» WRITTEN REQUEST A
Reproduce the Between Sea and Sky passage from "Between Sea and Sky: resources" up to and including "green and grey.".

Between Sea and Sky: resources

This is a mudlarker’s trail through Between Sea and Sky, with background notes about some of the real things and places that inspired the book. Scroll down to the bottom for downloadable teaching resources from Scott Evans.

mudflats at Shoeburyness. Palette of bronze, brown, gold

Between Sea and Sky is set on the flat south east coast of England. It’s a landscape of mudflats and big open skies. I was inspired by the Essex coast, especially Shoeburyness, which sometimes I take a train to with my children for a day trip. Sometimes you go and there is just a thin strip of beach. Sometimes you go and you can hardly see the sea at all, it’s miles away. I love walking on the mudflats, this liminal or in between zone that’s sometimes land and sometimes sea. It’s a palette of brown, bronze, green and grey.

» WRITTEN REQUEST B
In the records, rewrite the lines from the line with "Each instance receives one point. Mark the cluster" up to and including the line with "(1245, 393)", replacing "brown door" with "wooden door" and leaving everything else unchanged. Provide only these lines.

» DATASET

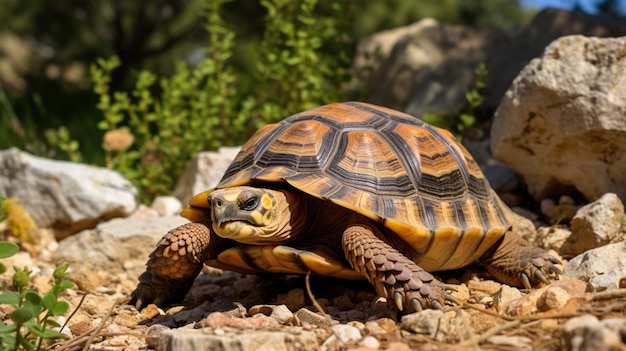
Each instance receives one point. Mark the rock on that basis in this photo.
(564, 132)
(551, 297)
(237, 340)
(112, 243)
(428, 322)
(594, 225)
(65, 196)
(428, 66)
(220, 320)
(587, 333)
(346, 333)
(204, 172)
(552, 237)
(166, 206)
(602, 267)
(308, 317)
(511, 342)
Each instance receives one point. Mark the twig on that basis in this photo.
(99, 328)
(310, 293)
(609, 294)
(80, 303)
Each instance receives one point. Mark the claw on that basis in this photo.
(525, 281)
(539, 275)
(554, 269)
(160, 299)
(451, 299)
(139, 302)
(417, 306)
(554, 260)
(397, 297)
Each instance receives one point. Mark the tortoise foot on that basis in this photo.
(406, 286)
(420, 292)
(172, 266)
(516, 262)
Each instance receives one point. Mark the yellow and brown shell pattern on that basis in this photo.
(414, 178)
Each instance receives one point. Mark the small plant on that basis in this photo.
(152, 132)
(31, 321)
(466, 121)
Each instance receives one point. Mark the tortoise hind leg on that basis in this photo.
(173, 266)
(515, 262)
(395, 277)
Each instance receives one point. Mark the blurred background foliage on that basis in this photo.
(165, 79)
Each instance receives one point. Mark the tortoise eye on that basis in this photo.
(250, 204)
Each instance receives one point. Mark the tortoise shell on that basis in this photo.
(393, 168)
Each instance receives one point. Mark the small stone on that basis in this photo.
(370, 342)
(595, 225)
(306, 316)
(427, 322)
(282, 314)
(346, 333)
(504, 296)
(513, 342)
(153, 334)
(149, 312)
(554, 298)
(381, 327)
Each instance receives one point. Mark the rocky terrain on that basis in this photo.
(560, 127)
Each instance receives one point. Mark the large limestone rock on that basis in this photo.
(113, 243)
(65, 196)
(562, 124)
(428, 66)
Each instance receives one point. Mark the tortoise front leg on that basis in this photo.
(173, 265)
(395, 276)
(514, 261)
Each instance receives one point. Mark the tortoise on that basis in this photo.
(348, 190)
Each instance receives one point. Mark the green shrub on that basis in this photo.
(31, 318)
(465, 122)
(153, 131)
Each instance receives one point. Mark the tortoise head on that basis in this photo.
(253, 215)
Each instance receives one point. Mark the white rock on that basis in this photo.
(595, 224)
(113, 242)
(561, 130)
(237, 340)
(204, 172)
(346, 333)
(587, 333)
(63, 195)
(166, 206)
(602, 267)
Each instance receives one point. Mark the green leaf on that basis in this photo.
(9, 298)
(60, 308)
(25, 342)
(8, 249)
(21, 315)
(49, 300)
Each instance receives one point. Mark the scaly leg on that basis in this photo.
(395, 276)
(515, 262)
(173, 265)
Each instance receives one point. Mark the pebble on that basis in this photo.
(427, 322)
(346, 333)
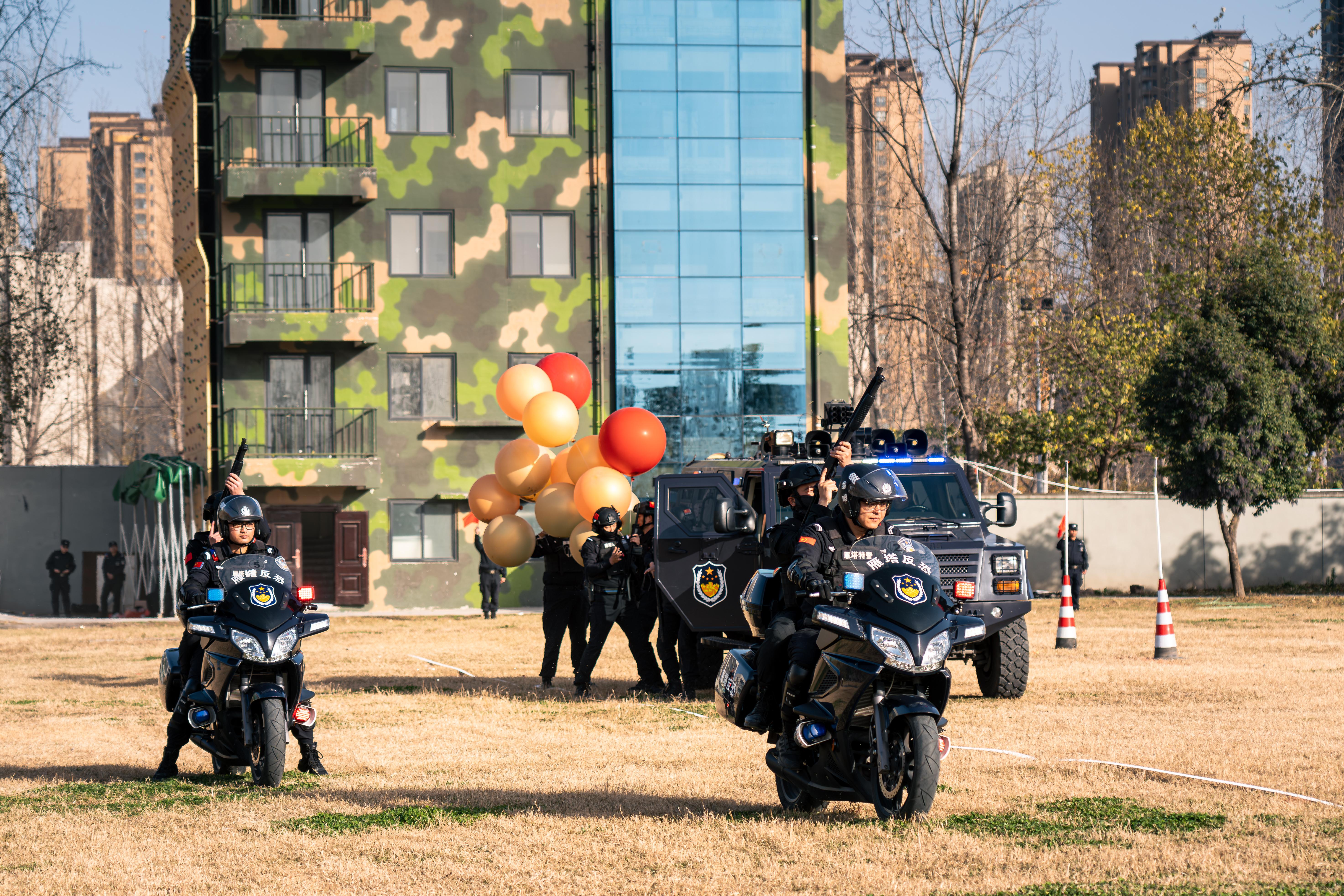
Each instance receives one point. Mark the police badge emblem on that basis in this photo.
(910, 589)
(710, 584)
(263, 596)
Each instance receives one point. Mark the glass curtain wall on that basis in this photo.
(709, 218)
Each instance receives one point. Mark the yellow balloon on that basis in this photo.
(581, 534)
(523, 467)
(599, 488)
(584, 456)
(556, 511)
(560, 468)
(550, 420)
(518, 386)
(509, 541)
(488, 499)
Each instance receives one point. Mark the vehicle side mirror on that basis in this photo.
(730, 519)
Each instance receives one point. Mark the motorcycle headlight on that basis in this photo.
(937, 651)
(284, 644)
(249, 647)
(894, 648)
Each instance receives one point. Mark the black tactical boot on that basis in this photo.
(312, 761)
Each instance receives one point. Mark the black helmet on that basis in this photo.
(867, 483)
(238, 508)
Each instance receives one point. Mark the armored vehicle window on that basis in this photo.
(421, 387)
(539, 104)
(937, 495)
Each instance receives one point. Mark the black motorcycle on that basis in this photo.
(871, 723)
(253, 672)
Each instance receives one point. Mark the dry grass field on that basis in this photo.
(451, 785)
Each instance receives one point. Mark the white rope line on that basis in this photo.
(1162, 772)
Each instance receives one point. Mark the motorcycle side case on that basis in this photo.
(736, 686)
(170, 679)
(757, 598)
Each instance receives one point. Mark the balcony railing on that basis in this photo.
(289, 142)
(303, 432)
(300, 287)
(303, 10)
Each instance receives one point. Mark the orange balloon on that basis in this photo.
(584, 456)
(560, 468)
(550, 420)
(599, 488)
(488, 499)
(518, 386)
(581, 534)
(509, 541)
(523, 467)
(556, 512)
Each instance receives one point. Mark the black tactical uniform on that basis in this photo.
(61, 565)
(113, 580)
(609, 601)
(491, 575)
(564, 605)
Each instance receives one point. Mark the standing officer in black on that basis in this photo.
(564, 605)
(113, 577)
(492, 575)
(60, 566)
(867, 491)
(1073, 558)
(608, 563)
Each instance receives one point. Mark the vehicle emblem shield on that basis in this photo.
(709, 584)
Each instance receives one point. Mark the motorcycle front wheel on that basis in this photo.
(268, 753)
(908, 790)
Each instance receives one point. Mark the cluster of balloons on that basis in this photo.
(568, 485)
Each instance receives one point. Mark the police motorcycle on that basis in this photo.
(253, 672)
(870, 725)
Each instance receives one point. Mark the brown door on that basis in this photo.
(287, 536)
(351, 558)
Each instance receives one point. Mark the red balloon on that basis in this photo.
(569, 377)
(632, 441)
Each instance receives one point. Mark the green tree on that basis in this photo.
(1245, 393)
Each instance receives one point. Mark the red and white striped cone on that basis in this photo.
(1164, 640)
(1066, 636)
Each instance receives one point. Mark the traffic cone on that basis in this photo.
(1066, 636)
(1164, 640)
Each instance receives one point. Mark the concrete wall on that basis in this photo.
(1300, 542)
(39, 506)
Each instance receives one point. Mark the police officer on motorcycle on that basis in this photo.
(866, 492)
(237, 521)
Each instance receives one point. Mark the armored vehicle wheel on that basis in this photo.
(268, 754)
(1003, 661)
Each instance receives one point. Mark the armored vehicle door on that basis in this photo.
(699, 569)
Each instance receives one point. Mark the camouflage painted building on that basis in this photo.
(380, 205)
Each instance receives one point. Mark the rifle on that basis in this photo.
(857, 418)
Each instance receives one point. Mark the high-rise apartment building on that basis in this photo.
(384, 205)
(1174, 75)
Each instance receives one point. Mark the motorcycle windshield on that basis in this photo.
(257, 590)
(900, 581)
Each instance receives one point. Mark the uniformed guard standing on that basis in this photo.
(1073, 561)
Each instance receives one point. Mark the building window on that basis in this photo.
(420, 244)
(420, 103)
(421, 387)
(424, 530)
(539, 103)
(541, 245)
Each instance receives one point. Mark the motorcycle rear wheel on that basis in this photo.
(908, 790)
(268, 754)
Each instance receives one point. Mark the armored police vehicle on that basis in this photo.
(710, 522)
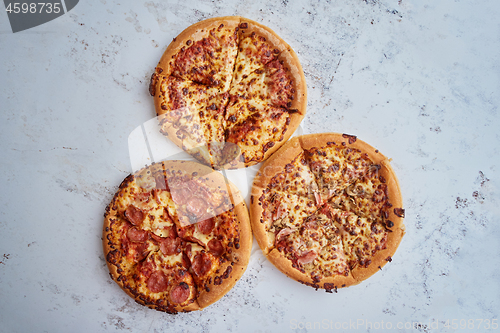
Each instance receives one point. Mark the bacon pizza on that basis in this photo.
(229, 91)
(176, 236)
(326, 209)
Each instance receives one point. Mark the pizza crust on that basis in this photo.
(226, 278)
(284, 156)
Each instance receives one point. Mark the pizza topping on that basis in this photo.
(180, 293)
(351, 138)
(170, 246)
(283, 233)
(136, 235)
(157, 282)
(216, 247)
(307, 257)
(134, 215)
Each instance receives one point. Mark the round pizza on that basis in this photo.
(326, 209)
(177, 236)
(229, 91)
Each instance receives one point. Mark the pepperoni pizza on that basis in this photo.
(229, 91)
(176, 236)
(326, 209)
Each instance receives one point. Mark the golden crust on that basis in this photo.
(229, 271)
(328, 283)
(284, 156)
(248, 27)
(196, 31)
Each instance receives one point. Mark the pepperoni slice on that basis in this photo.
(216, 247)
(283, 233)
(205, 227)
(197, 206)
(180, 195)
(134, 215)
(138, 251)
(186, 231)
(180, 293)
(157, 282)
(136, 235)
(169, 246)
(146, 268)
(201, 264)
(161, 182)
(307, 257)
(166, 216)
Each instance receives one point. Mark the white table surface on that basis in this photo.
(419, 80)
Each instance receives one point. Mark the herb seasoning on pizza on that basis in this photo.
(177, 236)
(326, 209)
(229, 91)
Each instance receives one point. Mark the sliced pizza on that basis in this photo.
(176, 236)
(347, 231)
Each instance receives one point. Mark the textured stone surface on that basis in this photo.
(419, 80)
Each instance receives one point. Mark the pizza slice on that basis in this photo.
(343, 237)
(160, 262)
(336, 167)
(258, 45)
(290, 174)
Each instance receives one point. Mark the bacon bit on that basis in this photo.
(351, 138)
(307, 257)
(169, 246)
(216, 247)
(180, 293)
(136, 235)
(134, 215)
(166, 215)
(156, 195)
(228, 271)
(279, 213)
(206, 226)
(157, 282)
(201, 264)
(400, 212)
(319, 201)
(283, 233)
(152, 84)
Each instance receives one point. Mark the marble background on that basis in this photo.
(419, 80)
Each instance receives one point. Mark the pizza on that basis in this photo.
(176, 236)
(326, 210)
(229, 91)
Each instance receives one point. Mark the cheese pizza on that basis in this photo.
(229, 91)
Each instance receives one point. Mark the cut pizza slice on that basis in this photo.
(256, 130)
(192, 116)
(258, 45)
(204, 53)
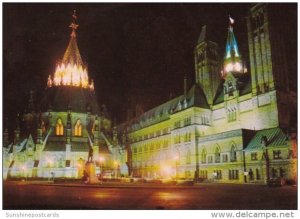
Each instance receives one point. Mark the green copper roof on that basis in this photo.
(194, 98)
(59, 98)
(275, 137)
(232, 51)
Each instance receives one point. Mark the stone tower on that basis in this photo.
(207, 65)
(266, 24)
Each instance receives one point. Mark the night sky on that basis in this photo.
(136, 53)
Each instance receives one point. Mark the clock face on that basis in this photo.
(237, 67)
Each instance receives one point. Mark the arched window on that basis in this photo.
(78, 128)
(203, 156)
(233, 153)
(188, 156)
(217, 155)
(59, 128)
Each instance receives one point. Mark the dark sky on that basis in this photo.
(136, 53)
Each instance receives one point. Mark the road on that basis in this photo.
(206, 196)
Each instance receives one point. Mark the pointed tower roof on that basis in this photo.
(71, 71)
(70, 86)
(207, 34)
(72, 54)
(232, 51)
(232, 59)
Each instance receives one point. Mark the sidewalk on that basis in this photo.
(109, 185)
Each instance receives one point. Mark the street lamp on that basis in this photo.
(176, 158)
(49, 163)
(116, 167)
(24, 172)
(101, 162)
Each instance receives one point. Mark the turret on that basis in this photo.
(232, 59)
(207, 64)
(40, 128)
(17, 129)
(69, 127)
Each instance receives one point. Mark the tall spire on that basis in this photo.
(71, 71)
(232, 59)
(72, 54)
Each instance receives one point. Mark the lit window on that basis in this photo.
(59, 129)
(233, 153)
(78, 128)
(277, 154)
(217, 155)
(254, 156)
(203, 156)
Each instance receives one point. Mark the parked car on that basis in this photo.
(276, 181)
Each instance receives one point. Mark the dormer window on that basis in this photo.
(59, 128)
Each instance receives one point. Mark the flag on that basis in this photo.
(231, 20)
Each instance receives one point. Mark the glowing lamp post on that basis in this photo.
(101, 162)
(176, 158)
(116, 167)
(49, 163)
(24, 170)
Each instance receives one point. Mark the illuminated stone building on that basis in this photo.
(67, 125)
(229, 126)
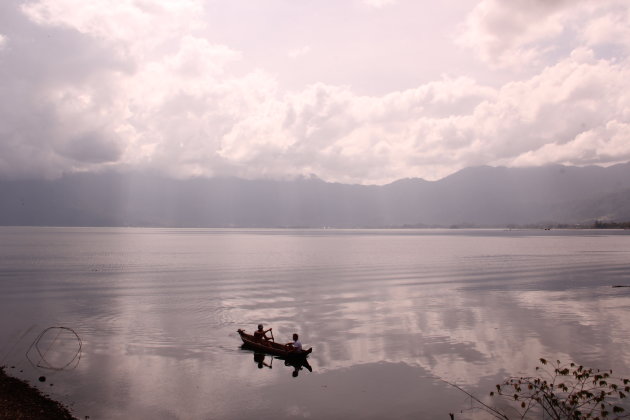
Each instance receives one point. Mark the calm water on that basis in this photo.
(389, 314)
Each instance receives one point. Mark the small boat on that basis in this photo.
(270, 347)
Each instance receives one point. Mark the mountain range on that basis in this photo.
(479, 196)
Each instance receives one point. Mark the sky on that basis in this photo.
(352, 91)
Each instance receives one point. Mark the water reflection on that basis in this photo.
(388, 312)
(263, 361)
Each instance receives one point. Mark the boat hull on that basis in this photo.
(270, 347)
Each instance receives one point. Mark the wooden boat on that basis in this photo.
(270, 347)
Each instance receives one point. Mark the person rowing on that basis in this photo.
(295, 346)
(261, 334)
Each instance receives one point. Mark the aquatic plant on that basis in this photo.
(561, 392)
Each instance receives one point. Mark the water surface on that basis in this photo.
(390, 314)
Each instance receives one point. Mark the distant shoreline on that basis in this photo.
(19, 400)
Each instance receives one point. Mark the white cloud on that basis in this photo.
(379, 3)
(299, 52)
(173, 102)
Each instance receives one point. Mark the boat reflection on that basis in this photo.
(266, 361)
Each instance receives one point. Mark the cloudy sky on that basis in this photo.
(356, 91)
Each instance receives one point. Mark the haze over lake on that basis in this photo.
(389, 313)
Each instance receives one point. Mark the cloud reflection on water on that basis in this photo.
(399, 308)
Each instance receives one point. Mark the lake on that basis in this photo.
(390, 314)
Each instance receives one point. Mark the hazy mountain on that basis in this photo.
(481, 196)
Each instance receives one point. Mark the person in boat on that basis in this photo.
(295, 346)
(259, 358)
(261, 334)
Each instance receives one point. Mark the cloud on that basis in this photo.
(299, 52)
(522, 32)
(87, 89)
(379, 3)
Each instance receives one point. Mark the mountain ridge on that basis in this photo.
(482, 196)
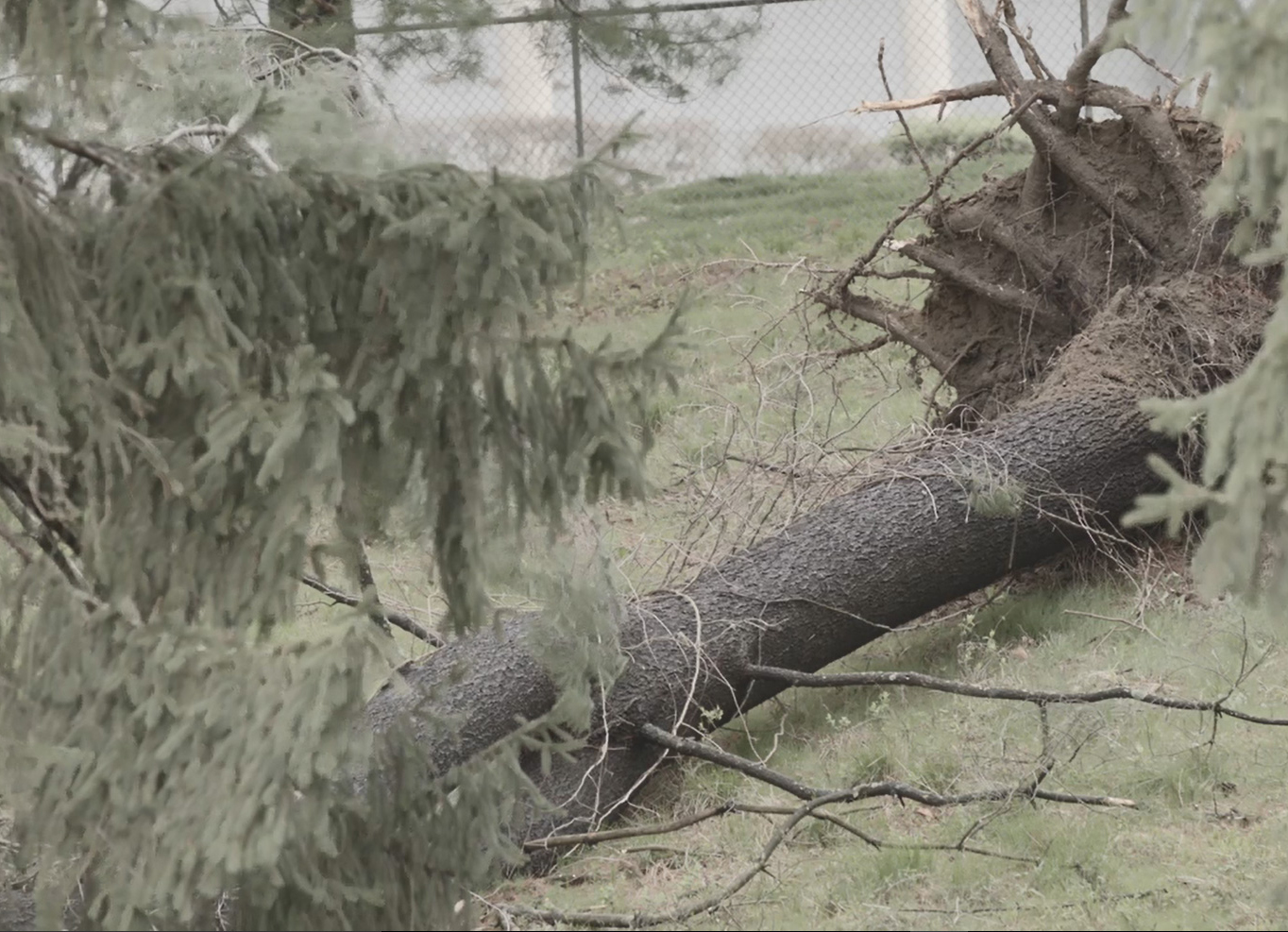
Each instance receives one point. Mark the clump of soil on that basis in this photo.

» OUTPUT A
Between Sea and Sky: resources

This is a mudlarker’s trail through Between Sea and Sky, with background notes about some of the real things and places that inspired the book. Scroll down to the bottom for downloadable teaching resources from Scott Evans.

mudflats at Shoeburyness. Palette of bronze, brown, gold

Between Sea and Sky is set on the flat south east coast of England. It’s a landscape of mudflats and big open skies. I was inspired by the Essex coast, especially Shoeburyness, which sometimes I take a train to with my children for a day trip. Sometimes you go and there is just a thin strip of beach. Sometimes you go and you can hardly see the sea at all, it’s miles away. I love walking on the mudflats, this liminal or in between zone that’s sometimes land and sometimes sea. It’s a palette of brown, bronze, green and grey.

» OUTPUT B
Each instance receives one point. Mark the cluster of balloons on that basis in this photo.
(568, 485)
Each instance receives one point. Mark the police motorcycle on that basis in this photo.
(253, 672)
(870, 725)
Each instance receives one point. Mark the wooden door on that basis in this photo.
(287, 536)
(351, 558)
Each instance receives one point. Mark the red balloon on that basis in this photo.
(569, 377)
(632, 441)
Each instance receives one point. Mark the green tree on that basis in this photo.
(1245, 393)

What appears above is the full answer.